> _EXERCISE TASK_
Start at the line containing "Reviewer note: confirm that every instance of the lower" and transcribe every line exactly through the end of the records below, and only those lines.

-- BEGIN --

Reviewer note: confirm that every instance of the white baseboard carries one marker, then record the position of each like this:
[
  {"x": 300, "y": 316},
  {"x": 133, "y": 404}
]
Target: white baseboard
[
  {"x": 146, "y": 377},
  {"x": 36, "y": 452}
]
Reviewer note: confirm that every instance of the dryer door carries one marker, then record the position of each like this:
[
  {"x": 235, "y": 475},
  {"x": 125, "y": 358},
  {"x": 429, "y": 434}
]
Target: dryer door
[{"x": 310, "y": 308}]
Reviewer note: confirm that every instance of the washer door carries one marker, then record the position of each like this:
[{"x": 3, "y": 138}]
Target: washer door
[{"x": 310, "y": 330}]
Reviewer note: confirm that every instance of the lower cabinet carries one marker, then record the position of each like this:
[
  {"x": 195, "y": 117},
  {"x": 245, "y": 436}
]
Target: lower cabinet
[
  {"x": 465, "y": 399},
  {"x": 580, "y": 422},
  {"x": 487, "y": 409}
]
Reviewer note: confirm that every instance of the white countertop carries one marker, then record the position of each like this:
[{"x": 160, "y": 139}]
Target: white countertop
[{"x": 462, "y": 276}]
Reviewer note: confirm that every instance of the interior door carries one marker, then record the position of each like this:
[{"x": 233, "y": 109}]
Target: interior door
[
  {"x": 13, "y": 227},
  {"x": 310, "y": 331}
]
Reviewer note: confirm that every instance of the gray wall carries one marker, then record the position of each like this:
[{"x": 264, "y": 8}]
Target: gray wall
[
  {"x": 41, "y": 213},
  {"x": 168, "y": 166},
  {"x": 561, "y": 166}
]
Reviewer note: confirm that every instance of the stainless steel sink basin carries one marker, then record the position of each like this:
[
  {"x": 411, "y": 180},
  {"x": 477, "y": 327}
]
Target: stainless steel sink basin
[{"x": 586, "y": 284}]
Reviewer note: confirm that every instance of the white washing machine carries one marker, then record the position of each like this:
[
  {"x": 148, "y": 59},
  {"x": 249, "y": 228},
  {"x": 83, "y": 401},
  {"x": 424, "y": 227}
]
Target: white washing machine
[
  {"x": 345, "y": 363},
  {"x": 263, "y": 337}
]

-- END --

> _SOLUTION_
Reviewer note: confirm that every instance of the lower cabinet carries one marker, then record the position of each like this:
[
  {"x": 195, "y": 117},
  {"x": 245, "y": 436}
]
Target: lower cabinet
[
  {"x": 465, "y": 399},
  {"x": 580, "y": 422},
  {"x": 487, "y": 409}
]
Reviewer note: confirm that every instance of the white countertop carries one marker, then record the position of each like this:
[{"x": 160, "y": 139}]
Target: white countertop
[{"x": 462, "y": 276}]
Reviewer note: confirm that every instance of the interior door carries one marker, then record the position of each like this:
[{"x": 233, "y": 109}]
Target: interior door
[
  {"x": 13, "y": 227},
  {"x": 310, "y": 331}
]
Reviewer note: confirm that every instance of the gray wall carries one marker, then record the position of each like this:
[{"x": 264, "y": 8}]
Target: gray wall
[
  {"x": 41, "y": 213},
  {"x": 168, "y": 166},
  {"x": 561, "y": 166}
]
Reviewer note: confirm that every instance of the stainless steel sink basin carries one marker, then record the position of each like this:
[
  {"x": 411, "y": 180},
  {"x": 477, "y": 327}
]
Target: stainless steel sink basin
[{"x": 586, "y": 284}]
Reviewer note: confirm that every instance of the white washing machine carries one marker, then record the position of each like this:
[
  {"x": 148, "y": 59},
  {"x": 249, "y": 228},
  {"x": 83, "y": 401},
  {"x": 424, "y": 227}
]
Target: white washing machine
[
  {"x": 345, "y": 363},
  {"x": 263, "y": 337}
]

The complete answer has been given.